§ **What the task asks**: Extend the article on the OTI Festival by writing the passage that would follow its last sentence.

§ **Extract provided**:
▼

Known details on the broadcasts of the festival in each country, including the specific broadcasting stations, commentators, and presenters of the local opt-out are shown in the tables below.

Broadcasters, commentators, and local presenters in participating countries
| Country | Broadcaster | Channel(s) | Commentator(s) | Local presenter(s) | Ref. |
| Argentina | Teleonce |  |  |  |  |
| Chile | TVN | Canal 7 |  | Antonio Vodanovic and Gina Zuanic [es] |  |
| UCTV | Canal 13 |
| Colombia | Inravisión | Primera Cadena |  |  |  |
| Costa Rica | Telecentro | Telecentro Canal 6 |  |  |  |
| Teletica | Canal 7 |
| Mexico | Televisa | Canal 2 |  |  |  |
| Netherlands Antilles | ATM | TeleCuraçao |  |  |  |
| Puerto Rico | WKAQ-Telemundo | Canal 2 |  |  |  |
| Spain | TVE | TVE 1 |  |  |  |
| United States | SIN |  |  |  |  |

== Reception ==
The audience returned to the viewing figures of two hundred million viewers that the festival received two years before in the same city.

The winner María Ostiz was already an established artist in Spain, especially thanks to her songs that usually revolved around the tough life of the rural population in 1970s Spain. Their songs used to have a cheerful spirit, although her song in the festival was completely different. "Canta cigarra" was a sad and pessimistic protest song in which the farmers, the women, the oppressed people with their hopelessness and hunger were mentioned as main elements. The selection of such a controversial song as the Spanish entry was attributed to the fall of the censorship after the death of dictator Francisco Franco.

When the OTI Festival was being held, "Canta cigarra" was one of the least favoured entries in the betting odds due to the unusual simplicity of its production. While the voting process was taking place, Ostiz, who was not confident about the possibilities of her song in the contest, left the green room and went to the hotel. When her victory was clear after the decisive Chilean votes, she had to return to the stage dressed in her casual clothes.

▲

§ **Dataset content**:
▼

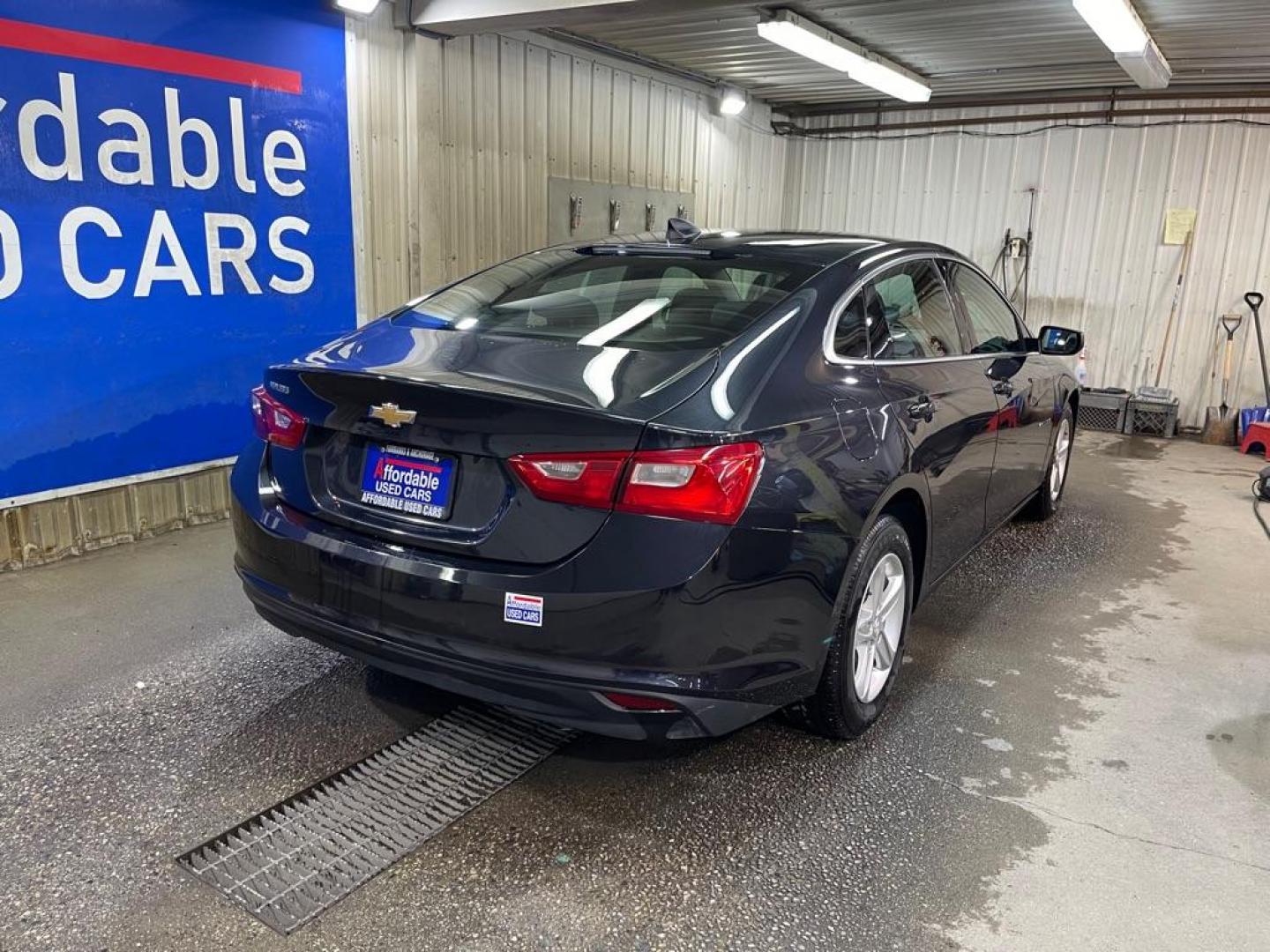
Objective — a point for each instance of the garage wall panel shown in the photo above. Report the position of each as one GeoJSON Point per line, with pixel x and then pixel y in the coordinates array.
{"type": "Point", "coordinates": [1100, 202]}
{"type": "Point", "coordinates": [455, 143]}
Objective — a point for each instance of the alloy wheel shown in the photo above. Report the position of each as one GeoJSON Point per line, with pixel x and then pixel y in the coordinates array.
{"type": "Point", "coordinates": [879, 623]}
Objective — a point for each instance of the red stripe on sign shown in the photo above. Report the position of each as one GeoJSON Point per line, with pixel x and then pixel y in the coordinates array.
{"type": "Point", "coordinates": [144, 56]}
{"type": "Point", "coordinates": [413, 465]}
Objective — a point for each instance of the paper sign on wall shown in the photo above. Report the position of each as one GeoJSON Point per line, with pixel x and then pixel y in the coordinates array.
{"type": "Point", "coordinates": [1179, 222]}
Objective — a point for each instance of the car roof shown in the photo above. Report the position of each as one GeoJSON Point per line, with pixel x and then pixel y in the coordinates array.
{"type": "Point", "coordinates": [818, 249]}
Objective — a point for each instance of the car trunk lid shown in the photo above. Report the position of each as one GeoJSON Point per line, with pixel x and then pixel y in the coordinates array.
{"type": "Point", "coordinates": [453, 406]}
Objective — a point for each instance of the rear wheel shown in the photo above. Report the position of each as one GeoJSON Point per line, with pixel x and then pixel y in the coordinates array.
{"type": "Point", "coordinates": [1050, 494]}
{"type": "Point", "coordinates": [868, 646]}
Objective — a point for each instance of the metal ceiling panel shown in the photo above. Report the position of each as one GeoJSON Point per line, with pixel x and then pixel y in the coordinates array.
{"type": "Point", "coordinates": [964, 48]}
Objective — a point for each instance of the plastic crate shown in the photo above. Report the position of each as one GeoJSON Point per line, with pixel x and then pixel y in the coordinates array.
{"type": "Point", "coordinates": [1151, 418]}
{"type": "Point", "coordinates": [1102, 410]}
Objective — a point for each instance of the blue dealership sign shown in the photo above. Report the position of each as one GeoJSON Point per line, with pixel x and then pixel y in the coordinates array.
{"type": "Point", "coordinates": [175, 215]}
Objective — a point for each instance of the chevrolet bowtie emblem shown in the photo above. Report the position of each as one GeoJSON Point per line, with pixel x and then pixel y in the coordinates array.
{"type": "Point", "coordinates": [392, 414]}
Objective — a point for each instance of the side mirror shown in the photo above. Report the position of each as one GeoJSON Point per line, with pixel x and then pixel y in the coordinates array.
{"type": "Point", "coordinates": [1059, 342]}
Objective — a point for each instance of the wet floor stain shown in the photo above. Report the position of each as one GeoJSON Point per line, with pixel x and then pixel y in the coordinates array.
{"type": "Point", "coordinates": [1133, 449]}
{"type": "Point", "coordinates": [1243, 749]}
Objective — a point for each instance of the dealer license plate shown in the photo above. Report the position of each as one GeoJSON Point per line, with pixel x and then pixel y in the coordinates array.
{"type": "Point", "coordinates": [407, 480]}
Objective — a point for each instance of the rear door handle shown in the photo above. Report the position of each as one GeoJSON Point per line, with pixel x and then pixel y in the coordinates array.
{"type": "Point", "coordinates": [923, 409]}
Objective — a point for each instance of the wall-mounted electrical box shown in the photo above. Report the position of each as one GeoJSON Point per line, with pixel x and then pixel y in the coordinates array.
{"type": "Point", "coordinates": [592, 210]}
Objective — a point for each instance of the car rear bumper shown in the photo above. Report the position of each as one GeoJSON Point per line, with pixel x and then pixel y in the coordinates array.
{"type": "Point", "coordinates": [728, 623]}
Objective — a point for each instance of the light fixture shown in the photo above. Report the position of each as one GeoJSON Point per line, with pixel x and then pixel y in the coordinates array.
{"type": "Point", "coordinates": [805, 38]}
{"type": "Point", "coordinates": [1116, 23]}
{"type": "Point", "coordinates": [1122, 32]}
{"type": "Point", "coordinates": [732, 101]}
{"type": "Point", "coordinates": [358, 6]}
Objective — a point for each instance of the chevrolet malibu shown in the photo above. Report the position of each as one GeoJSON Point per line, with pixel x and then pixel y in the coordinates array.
{"type": "Point", "coordinates": [654, 487]}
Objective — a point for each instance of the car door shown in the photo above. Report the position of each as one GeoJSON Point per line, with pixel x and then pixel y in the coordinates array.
{"type": "Point", "coordinates": [941, 398]}
{"type": "Point", "coordinates": [1027, 418]}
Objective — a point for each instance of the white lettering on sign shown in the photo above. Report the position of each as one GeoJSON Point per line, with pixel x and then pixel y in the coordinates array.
{"type": "Point", "coordinates": [236, 256]}
{"type": "Point", "coordinates": [163, 238]}
{"type": "Point", "coordinates": [138, 146]}
{"type": "Point", "coordinates": [68, 238]}
{"type": "Point", "coordinates": [66, 115]}
{"type": "Point", "coordinates": [236, 138]}
{"type": "Point", "coordinates": [11, 256]}
{"type": "Point", "coordinates": [294, 161]}
{"type": "Point", "coordinates": [49, 145]}
{"type": "Point", "coordinates": [178, 130]}
{"type": "Point", "coordinates": [291, 256]}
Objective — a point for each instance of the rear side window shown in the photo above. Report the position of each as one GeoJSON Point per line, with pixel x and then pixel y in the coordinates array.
{"type": "Point", "coordinates": [862, 329]}
{"type": "Point", "coordinates": [993, 328]}
{"type": "Point", "coordinates": [639, 301]}
{"type": "Point", "coordinates": [918, 314]}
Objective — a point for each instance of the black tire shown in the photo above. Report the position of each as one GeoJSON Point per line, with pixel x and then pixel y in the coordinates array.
{"type": "Point", "coordinates": [836, 710]}
{"type": "Point", "coordinates": [1047, 502]}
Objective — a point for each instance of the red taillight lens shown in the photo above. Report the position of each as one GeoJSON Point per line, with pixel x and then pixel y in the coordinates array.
{"type": "Point", "coordinates": [640, 703]}
{"type": "Point", "coordinates": [709, 484]}
{"type": "Point", "coordinates": [705, 484]}
{"type": "Point", "coordinates": [579, 479]}
{"type": "Point", "coordinates": [274, 421]}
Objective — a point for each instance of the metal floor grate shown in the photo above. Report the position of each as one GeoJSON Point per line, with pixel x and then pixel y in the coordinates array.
{"type": "Point", "coordinates": [296, 859]}
{"type": "Point", "coordinates": [1099, 418]}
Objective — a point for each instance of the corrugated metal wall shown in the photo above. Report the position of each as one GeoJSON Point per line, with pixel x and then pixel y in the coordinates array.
{"type": "Point", "coordinates": [458, 140]}
{"type": "Point", "coordinates": [1102, 195]}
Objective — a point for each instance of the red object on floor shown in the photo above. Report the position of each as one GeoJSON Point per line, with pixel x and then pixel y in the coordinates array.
{"type": "Point", "coordinates": [1255, 435]}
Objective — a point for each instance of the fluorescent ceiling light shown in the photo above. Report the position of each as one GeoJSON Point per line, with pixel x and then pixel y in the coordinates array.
{"type": "Point", "coordinates": [1122, 32]}
{"type": "Point", "coordinates": [891, 81]}
{"type": "Point", "coordinates": [361, 6]}
{"type": "Point", "coordinates": [732, 103]}
{"type": "Point", "coordinates": [805, 38]}
{"type": "Point", "coordinates": [1148, 69]}
{"type": "Point", "coordinates": [1116, 23]}
{"type": "Point", "coordinates": [810, 41]}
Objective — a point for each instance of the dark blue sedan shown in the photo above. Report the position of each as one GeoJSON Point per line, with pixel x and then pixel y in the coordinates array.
{"type": "Point", "coordinates": [654, 487]}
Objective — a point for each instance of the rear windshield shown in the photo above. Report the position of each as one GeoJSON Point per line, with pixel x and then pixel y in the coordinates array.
{"type": "Point", "coordinates": [639, 301]}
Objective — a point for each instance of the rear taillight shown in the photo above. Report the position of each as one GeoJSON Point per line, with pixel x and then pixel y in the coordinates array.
{"type": "Point", "coordinates": [704, 484]}
{"type": "Point", "coordinates": [579, 479]}
{"type": "Point", "coordinates": [274, 421]}
{"type": "Point", "coordinates": [710, 484]}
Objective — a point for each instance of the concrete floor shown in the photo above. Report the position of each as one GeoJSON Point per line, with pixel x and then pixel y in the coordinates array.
{"type": "Point", "coordinates": [1077, 756]}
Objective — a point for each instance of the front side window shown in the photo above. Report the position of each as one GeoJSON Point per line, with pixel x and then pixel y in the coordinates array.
{"type": "Point", "coordinates": [640, 301]}
{"type": "Point", "coordinates": [993, 328]}
{"type": "Point", "coordinates": [918, 314]}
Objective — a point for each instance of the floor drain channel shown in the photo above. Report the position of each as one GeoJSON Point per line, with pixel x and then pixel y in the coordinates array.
{"type": "Point", "coordinates": [296, 859]}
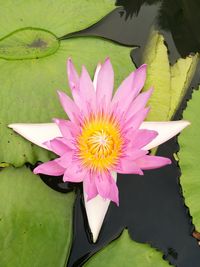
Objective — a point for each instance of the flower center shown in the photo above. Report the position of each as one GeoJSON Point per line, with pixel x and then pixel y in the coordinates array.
{"type": "Point", "coordinates": [100, 143]}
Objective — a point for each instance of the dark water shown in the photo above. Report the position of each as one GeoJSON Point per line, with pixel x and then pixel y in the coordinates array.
{"type": "Point", "coordinates": [151, 206]}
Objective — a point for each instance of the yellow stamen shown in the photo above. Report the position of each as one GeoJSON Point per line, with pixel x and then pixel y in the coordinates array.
{"type": "Point", "coordinates": [100, 143]}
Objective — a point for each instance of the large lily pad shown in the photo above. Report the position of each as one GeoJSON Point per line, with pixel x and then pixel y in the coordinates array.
{"type": "Point", "coordinates": [59, 17]}
{"type": "Point", "coordinates": [189, 158]}
{"type": "Point", "coordinates": [33, 64]}
{"type": "Point", "coordinates": [126, 252]}
{"type": "Point", "coordinates": [35, 221]}
{"type": "Point", "coordinates": [170, 82]}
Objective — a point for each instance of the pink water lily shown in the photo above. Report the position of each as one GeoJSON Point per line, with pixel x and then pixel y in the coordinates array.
{"type": "Point", "coordinates": [104, 135]}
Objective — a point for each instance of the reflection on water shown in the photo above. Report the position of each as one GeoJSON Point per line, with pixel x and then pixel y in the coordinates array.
{"type": "Point", "coordinates": [130, 24]}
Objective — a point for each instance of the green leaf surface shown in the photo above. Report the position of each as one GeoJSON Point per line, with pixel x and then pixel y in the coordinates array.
{"type": "Point", "coordinates": [28, 90]}
{"type": "Point", "coordinates": [169, 82]}
{"type": "Point", "coordinates": [35, 221]}
{"type": "Point", "coordinates": [126, 252]}
{"type": "Point", "coordinates": [189, 158]}
{"type": "Point", "coordinates": [59, 17]}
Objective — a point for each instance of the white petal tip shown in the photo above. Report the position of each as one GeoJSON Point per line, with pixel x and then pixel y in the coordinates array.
{"type": "Point", "coordinates": [166, 130]}
{"type": "Point", "coordinates": [96, 210]}
{"type": "Point", "coordinates": [37, 133]}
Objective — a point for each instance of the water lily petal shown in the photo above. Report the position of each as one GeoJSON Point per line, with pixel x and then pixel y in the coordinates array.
{"type": "Point", "coordinates": [90, 186]}
{"type": "Point", "coordinates": [68, 129]}
{"type": "Point", "coordinates": [87, 92]}
{"type": "Point", "coordinates": [57, 146]}
{"type": "Point", "coordinates": [130, 87]}
{"type": "Point", "coordinates": [73, 77]}
{"type": "Point", "coordinates": [127, 166]}
{"type": "Point", "coordinates": [139, 103]}
{"type": "Point", "coordinates": [134, 153]}
{"type": "Point", "coordinates": [49, 168]}
{"type": "Point", "coordinates": [96, 210]}
{"type": "Point", "coordinates": [69, 107]}
{"type": "Point", "coordinates": [166, 130]}
{"type": "Point", "coordinates": [66, 159]}
{"type": "Point", "coordinates": [105, 83]}
{"type": "Point", "coordinates": [140, 138]}
{"type": "Point", "coordinates": [134, 122]}
{"type": "Point", "coordinates": [74, 172]}
{"type": "Point", "coordinates": [37, 133]}
{"type": "Point", "coordinates": [152, 162]}
{"type": "Point", "coordinates": [96, 76]}
{"type": "Point", "coordinates": [106, 187]}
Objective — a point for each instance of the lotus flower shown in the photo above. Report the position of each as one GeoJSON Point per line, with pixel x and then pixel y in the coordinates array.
{"type": "Point", "coordinates": [104, 135]}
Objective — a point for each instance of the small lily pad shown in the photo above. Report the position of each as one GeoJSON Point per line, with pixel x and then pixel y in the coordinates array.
{"type": "Point", "coordinates": [169, 82]}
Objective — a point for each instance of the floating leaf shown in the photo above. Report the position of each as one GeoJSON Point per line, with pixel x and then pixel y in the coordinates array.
{"type": "Point", "coordinates": [28, 87]}
{"type": "Point", "coordinates": [59, 17]}
{"type": "Point", "coordinates": [181, 76]}
{"type": "Point", "coordinates": [28, 43]}
{"type": "Point", "coordinates": [35, 221]}
{"type": "Point", "coordinates": [158, 76]}
{"type": "Point", "coordinates": [170, 82]}
{"type": "Point", "coordinates": [189, 158]}
{"type": "Point", "coordinates": [126, 252]}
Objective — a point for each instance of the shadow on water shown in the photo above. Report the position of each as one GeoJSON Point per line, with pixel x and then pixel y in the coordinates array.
{"type": "Point", "coordinates": [130, 24]}
{"type": "Point", "coordinates": [151, 206]}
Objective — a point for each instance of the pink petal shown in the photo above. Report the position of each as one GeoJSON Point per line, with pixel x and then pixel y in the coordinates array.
{"type": "Point", "coordinates": [87, 92]}
{"type": "Point", "coordinates": [66, 159]}
{"type": "Point", "coordinates": [106, 187]}
{"type": "Point", "coordinates": [152, 162]}
{"type": "Point", "coordinates": [57, 146]}
{"type": "Point", "coordinates": [96, 75]}
{"type": "Point", "coordinates": [128, 166]}
{"type": "Point", "coordinates": [129, 89]}
{"type": "Point", "coordinates": [139, 103]}
{"type": "Point", "coordinates": [136, 120]}
{"type": "Point", "coordinates": [74, 173]}
{"type": "Point", "coordinates": [49, 168]}
{"type": "Point", "coordinates": [90, 187]}
{"type": "Point", "coordinates": [68, 129]}
{"type": "Point", "coordinates": [69, 107]}
{"type": "Point", "coordinates": [73, 77]}
{"type": "Point", "coordinates": [105, 83]}
{"type": "Point", "coordinates": [140, 138]}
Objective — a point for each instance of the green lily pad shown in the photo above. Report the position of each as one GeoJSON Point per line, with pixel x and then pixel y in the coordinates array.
{"type": "Point", "coordinates": [33, 64]}
{"type": "Point", "coordinates": [189, 158]}
{"type": "Point", "coordinates": [59, 17]}
{"type": "Point", "coordinates": [126, 252]}
{"type": "Point", "coordinates": [170, 82]}
{"type": "Point", "coordinates": [28, 90]}
{"type": "Point", "coordinates": [35, 221]}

▲

§ **Result for this task**:
The second placed entrants, the Venezuelan disco fusion band Las Cuatro Monedas, were also already famous in their country with an eleven year career. They were famous for combining disco rhythms with Jamaican and Caribbean influences. Thanks to their second place, the prestige of their career was confirmed in Venezuela.

The third placed entrant, the Chilean José Alfredo Fuentes, also saw his career consolidated due to his third place in the festival, significantly improving the eighth place he got back in 1974 in the same city.

One of the fourth placed entrants, the Brazilian entrant Denise de Kalafe, who was tied with the Colombian representative, had already represented her country in 1970 in the "Festival Mundial de la Canción Latina", the antecessor of the OTI Festival in 1970. With her fourth place in 1976 with her song "María de las flores", she started generating interest not only in her country Brazil, but also in Mexico, where her popularity had started rising. Two years later in 1978, she would return to the festival and win the event.